> **AVAILABLE DATA**:
--- START ---
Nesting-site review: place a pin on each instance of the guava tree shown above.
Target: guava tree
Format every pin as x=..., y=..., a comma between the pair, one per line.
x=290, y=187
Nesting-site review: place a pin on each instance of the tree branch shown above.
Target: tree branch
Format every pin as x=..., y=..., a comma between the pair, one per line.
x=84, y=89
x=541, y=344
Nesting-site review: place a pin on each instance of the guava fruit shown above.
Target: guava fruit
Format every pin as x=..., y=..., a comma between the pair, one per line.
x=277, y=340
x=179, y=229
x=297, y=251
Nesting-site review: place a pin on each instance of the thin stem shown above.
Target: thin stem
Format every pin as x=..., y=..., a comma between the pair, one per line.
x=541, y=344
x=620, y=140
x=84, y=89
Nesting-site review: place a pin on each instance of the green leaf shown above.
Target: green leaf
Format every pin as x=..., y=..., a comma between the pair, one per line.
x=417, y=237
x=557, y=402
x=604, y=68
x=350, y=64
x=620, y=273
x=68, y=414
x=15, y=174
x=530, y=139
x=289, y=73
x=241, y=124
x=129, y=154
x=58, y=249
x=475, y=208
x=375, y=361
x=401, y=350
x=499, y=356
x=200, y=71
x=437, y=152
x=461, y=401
--- END ---
Transcribe all the entries, keeping each one exactly as it is.

> **WORKED SOLUTION**:
Nesting-site review: place a pin on each instance of the guava tree shown above.
Target: guava tree
Format every pin as x=..., y=..., a comma between the pair, one per line.
x=290, y=187
Nesting-site review: place a pin on each instance of the tree branch shown above.
Target: tree branch
Format every pin as x=..., y=..., a comma between the pair, one per line.
x=84, y=89
x=541, y=344
Nesting-site review: place a pin on each instance of the guava fruit shown above.
Target: guava fruit
Format every pin as x=..., y=..., a comma between the pair, one per line.
x=277, y=340
x=179, y=229
x=297, y=251
Nesting-site review: place a pin on each instance of the thin stem shown above.
Target: thin stem
Format every pin as x=..., y=..., a comma between the pair, one per line.
x=541, y=344
x=620, y=140
x=84, y=89
Nesting-site review: place a pin on each instance of the green leaf shown above.
Target: green leaf
Format every pin as x=..., y=..., a comma between the pair, one per line.
x=417, y=237
x=557, y=402
x=604, y=68
x=350, y=64
x=620, y=273
x=68, y=414
x=15, y=174
x=530, y=139
x=289, y=73
x=241, y=124
x=129, y=154
x=58, y=249
x=475, y=208
x=375, y=361
x=401, y=350
x=499, y=356
x=200, y=71
x=437, y=152
x=461, y=401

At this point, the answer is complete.